▸ **Task requirements**
Copy out, exactly as written, only the line containing "Mark every instance of the dirt ground" and the lines after it through the end of the records.

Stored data
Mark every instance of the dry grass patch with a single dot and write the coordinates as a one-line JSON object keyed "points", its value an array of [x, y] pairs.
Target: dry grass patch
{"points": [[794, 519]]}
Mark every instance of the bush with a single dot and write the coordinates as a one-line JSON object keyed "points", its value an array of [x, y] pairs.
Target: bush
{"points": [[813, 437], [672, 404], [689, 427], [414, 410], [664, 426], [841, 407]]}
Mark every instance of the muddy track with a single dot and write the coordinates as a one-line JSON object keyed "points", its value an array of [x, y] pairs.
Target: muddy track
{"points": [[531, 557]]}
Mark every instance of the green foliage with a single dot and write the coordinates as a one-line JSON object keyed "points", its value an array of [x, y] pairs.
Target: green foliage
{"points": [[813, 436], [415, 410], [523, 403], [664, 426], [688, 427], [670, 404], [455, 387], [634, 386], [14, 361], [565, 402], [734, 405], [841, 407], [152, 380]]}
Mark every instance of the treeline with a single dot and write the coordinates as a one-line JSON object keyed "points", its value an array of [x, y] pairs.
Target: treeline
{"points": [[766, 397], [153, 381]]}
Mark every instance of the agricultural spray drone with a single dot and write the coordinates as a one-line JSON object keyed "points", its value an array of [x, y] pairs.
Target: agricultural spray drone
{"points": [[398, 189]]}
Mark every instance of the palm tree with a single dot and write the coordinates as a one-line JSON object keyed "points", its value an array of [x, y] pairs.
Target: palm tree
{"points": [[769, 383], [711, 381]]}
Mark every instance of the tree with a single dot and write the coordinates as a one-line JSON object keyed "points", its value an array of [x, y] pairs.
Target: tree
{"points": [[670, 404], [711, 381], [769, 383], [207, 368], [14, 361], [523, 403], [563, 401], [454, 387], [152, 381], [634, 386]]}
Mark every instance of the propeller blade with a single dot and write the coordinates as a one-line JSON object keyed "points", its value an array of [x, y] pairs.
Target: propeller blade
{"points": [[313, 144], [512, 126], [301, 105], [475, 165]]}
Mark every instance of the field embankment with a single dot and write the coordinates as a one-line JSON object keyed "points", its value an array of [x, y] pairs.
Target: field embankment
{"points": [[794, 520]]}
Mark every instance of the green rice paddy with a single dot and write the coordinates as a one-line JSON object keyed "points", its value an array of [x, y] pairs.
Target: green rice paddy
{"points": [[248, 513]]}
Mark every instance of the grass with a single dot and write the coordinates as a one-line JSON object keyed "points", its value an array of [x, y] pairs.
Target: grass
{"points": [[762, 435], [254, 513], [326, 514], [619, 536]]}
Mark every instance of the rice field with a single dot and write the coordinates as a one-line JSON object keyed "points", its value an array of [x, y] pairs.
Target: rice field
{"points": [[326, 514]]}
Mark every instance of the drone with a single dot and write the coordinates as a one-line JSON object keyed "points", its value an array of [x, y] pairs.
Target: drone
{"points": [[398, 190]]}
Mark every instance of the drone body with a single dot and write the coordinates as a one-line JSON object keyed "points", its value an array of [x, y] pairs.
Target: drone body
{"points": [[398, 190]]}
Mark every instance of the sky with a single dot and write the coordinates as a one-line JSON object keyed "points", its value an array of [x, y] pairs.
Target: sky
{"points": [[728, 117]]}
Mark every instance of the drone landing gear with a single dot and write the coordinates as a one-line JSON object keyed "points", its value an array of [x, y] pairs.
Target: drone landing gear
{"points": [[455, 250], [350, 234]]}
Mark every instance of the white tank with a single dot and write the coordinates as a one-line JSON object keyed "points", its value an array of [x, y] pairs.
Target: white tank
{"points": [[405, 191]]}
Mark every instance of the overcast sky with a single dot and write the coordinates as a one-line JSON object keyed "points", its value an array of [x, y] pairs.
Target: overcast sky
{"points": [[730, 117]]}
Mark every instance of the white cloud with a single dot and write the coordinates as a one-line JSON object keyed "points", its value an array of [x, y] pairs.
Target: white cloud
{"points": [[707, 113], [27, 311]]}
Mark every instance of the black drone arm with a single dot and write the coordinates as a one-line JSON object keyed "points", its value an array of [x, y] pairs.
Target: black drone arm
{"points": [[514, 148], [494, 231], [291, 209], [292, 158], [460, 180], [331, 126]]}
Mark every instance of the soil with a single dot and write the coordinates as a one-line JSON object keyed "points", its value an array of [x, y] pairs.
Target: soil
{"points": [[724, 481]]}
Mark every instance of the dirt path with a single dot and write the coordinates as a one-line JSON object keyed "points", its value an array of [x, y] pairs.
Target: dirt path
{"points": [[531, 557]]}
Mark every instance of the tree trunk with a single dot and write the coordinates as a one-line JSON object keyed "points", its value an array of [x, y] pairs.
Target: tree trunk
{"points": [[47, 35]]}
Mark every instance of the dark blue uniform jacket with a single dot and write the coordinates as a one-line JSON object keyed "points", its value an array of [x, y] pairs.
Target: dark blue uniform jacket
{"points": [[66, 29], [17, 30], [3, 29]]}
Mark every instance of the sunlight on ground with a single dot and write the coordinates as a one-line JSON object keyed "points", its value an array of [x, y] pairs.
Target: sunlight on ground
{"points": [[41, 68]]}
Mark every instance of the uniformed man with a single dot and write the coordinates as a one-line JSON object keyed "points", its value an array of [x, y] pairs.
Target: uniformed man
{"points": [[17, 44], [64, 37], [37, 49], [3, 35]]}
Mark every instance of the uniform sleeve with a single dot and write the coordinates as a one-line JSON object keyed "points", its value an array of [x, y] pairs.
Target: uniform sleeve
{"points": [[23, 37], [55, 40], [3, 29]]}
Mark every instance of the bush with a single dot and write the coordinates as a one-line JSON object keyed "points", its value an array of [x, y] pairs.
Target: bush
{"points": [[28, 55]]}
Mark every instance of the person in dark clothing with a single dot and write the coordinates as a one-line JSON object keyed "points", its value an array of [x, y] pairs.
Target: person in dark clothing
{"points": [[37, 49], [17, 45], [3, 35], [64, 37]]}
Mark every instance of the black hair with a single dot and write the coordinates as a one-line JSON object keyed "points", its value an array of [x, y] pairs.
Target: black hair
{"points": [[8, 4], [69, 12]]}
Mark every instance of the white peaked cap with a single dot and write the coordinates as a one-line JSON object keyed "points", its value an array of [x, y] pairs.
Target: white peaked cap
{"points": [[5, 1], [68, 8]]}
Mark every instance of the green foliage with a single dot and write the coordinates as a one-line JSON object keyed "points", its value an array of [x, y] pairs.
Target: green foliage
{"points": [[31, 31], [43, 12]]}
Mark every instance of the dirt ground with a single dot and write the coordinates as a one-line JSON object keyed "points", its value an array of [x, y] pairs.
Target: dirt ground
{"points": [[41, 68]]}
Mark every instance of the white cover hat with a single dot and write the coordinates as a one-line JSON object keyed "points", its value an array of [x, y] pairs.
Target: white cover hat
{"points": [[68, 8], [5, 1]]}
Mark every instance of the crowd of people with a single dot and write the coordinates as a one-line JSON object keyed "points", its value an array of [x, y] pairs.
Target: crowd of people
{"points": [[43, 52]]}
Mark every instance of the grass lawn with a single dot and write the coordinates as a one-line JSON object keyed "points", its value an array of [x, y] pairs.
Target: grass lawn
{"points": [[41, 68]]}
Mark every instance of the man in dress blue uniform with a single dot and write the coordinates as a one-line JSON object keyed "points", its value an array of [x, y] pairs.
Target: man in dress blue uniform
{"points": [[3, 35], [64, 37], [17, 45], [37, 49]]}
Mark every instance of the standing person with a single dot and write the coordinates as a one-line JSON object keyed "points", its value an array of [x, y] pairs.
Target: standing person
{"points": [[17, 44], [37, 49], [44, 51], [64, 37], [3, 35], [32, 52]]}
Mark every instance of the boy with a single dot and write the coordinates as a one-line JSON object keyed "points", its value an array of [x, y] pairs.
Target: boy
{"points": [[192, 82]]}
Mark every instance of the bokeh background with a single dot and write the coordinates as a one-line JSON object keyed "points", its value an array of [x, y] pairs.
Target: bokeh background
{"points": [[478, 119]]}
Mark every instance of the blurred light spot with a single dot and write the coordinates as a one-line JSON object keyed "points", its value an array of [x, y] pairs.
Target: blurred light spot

▸ **Response to this exercise**
Mark every instance of the dirt ground with a single dot and write the coordinates as a one-line JSON object keyed "points", its value an array of [x, y] pairs.
Target: dirt ground
{"points": [[41, 68]]}
Mark every instance of the white cover hat with a single dot and write the coordinates as a one-line JSON object keyed "points", its value an array of [x, y] pairs.
Target: white cover hat
{"points": [[68, 8], [5, 1]]}
Mark every instance of the crowd of people with a single dot and write the coordinates as a one-line JSON object keyed "points", its value an array of [x, y] pairs.
Target: crowd of people
{"points": [[43, 52]]}
Mark every instance of the grass lawn with a single dot and write the coordinates as a one-line JSON object keyed "points", its value an array of [x, y] pairs.
Target: grass lawn
{"points": [[41, 68]]}
Mark every instance of the man in dress blue uniform with a single dot and write the coordinates as a one-line JSON object keyed "points", its value an array of [x, y] pairs.
Target: man in dress blue uniform
{"points": [[3, 35], [64, 37], [17, 45], [37, 49]]}
Mark every instance of the standing person with a single dot and write the coordinates as a one-line JSON object keyed "points", its value an array of [x, y] pairs.
Target: standing person
{"points": [[17, 44], [37, 49], [44, 51], [64, 37], [3, 35], [32, 52]]}
Mark every instance of the boy with a single dot and write the coordinates as a one-line JSON object keyed "points", its value an array of [x, y] pairs.
Target: boy
{"points": [[192, 82]]}
Mark every instance of the bokeh background with a single dot and write the coordinates as a one-line JSON object keyed "points", its value an array of [x, y] pairs.
Target: bokeh background
{"points": [[478, 119]]}
Mark every instance of the blurred light spot with a single dot and write the coordinates as a one-line JSON object keyed "points", its value an array of [x, y] pairs.
Target: blurred light spot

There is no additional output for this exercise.